• [Document extract]

Bug #15918
ceph-disk prepare: occasional partprobe failed on CentOS 7/RHEL 7 with parted < 3.2.16
0%
Description
How reproducible:
40% on our VMs
Steps to Reproduce:
1. Create and install node for Ceph OSD with at least two spare disks.
2. Run command for disk preparation for a Ceph OSD.
Device /dev/vdb is targeted for journal, /dev/vdc for OSD data. If you have more spare disks, you might try to repeat this command for each "OSD data" device.
- ceph-disk prepare --cluster ceph /dev/vdc /dev/vdb
3. Before trying again, clean up both the journal and OSD data devices:
# sgdisk --zap-all --clear --mbrtogpt g - /dev/vdb
# sgdisk --zap-all --clear --mbrtogpt g - /dev/vdc
Actual results:
Sometimes the ceph-disk command fails with following (or similar) error:
# ceph-disk prepare --cluster ceph /dev/vdc /dev/vdb
prepare_device: OSD will not be hot-swappable if journal is not the same device as the osd data
The operation has completed successfully.
ceph-disk: Error: partprobe /dev/vdb failed : Error: Error informing the kernel about modifications to partition /dev/vdb1 -- Device or resource busy. This means Linux won't know about any changes you made to /dev/vdb1 until you reboot -- so you shouldn't mount it or use it in any way before rebooting.
Error: Failed to add partition 1 (Device or resource busy)
# echo $?
1
Expected results:
Command ceph-disk should properly prepare the disk for Ceph OSD.
Related issues
History
#1 Updated by David Orman almost 8 years ago
If you're using CentOS 7/RHEL 7, try upgrading to parted-3.2-16.fc22. This fixed the issue (I encountered the same problem) for me (I believe I rebooted since I had already tried multiple times with the system with the older version).
#2 Updated by Daniel Horak almost 8 years ago
Hi David,
big thanks for your suggestion.
Yes it is on RHEL 7 and I can confirm, that parted-3.2-16.fc22 fix the issue.
Originally with parted-3.1-23.el7.x86_64 it was failing.
#3 Updated by Loïc Dachary almost 8 years ago
Thanks David, that's immensely helpful :-) In the parted release notes there is
Avoid generating udev add/remove events for all unmodified partitions
when writing a new table.

• [Tasks and exercises]
• 1. Answer these questions about the bug report:
(a) How often was the failure reproduced on the reporter's VMs?
(b) Which device was targeted for the journal?
(c) With which parted version was the command originally failing on RHEL 7?
• 2. State whether each statement agrees with the bug report, and quote the words that decide it:
(a) /dev/vdc is the device used for OSD data.
(b) Daniel Horak reports the problem on CentOS 7.
(c) Daniel Horak confirms that parted-3.2-16.fc22 fixes the issue.
• 3. In the bug report, change "kernel" to "operating system" in the part starting with "ceph-disk: Error: partprobe" and going on through "for Ceph OSD.", and write that part out.
Answer from the bug report alone.

• [Material shown]
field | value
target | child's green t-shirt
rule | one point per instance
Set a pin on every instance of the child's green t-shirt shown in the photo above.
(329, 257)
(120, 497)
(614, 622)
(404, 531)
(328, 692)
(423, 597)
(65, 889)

• [Responses in order]
• 1.
(a) 40% of the time.
(b) /dev/vdb.
(c) parted-3.1-23.el7.x86_64.

• 2.
(a) Yes: "Device /dev/vdb is targeted for journal, /dev/vdc for OSD data."
(b) No: "Yes it is on RHEL 7"
(c) Yes: "I can confirm, that parted-3.2-16.fc22 fix the issue."

• 3.
ceph-disk: Error: partprobe /dev/vdb failed : Error: Error informing the operating system about modifications to partition /dev/vdb1 -- Device or resource busy. This means Linux won't know about any changes you made to /dev/vdb1 until you reboot -- so you shouldn't mount it or use it in any way before rebooting.
Error: Failed to add partition 1 (Device or resource busy)
# echo $?
1
Expected results:
Command ceph-disk should properly prepare the disk for Ceph OSD.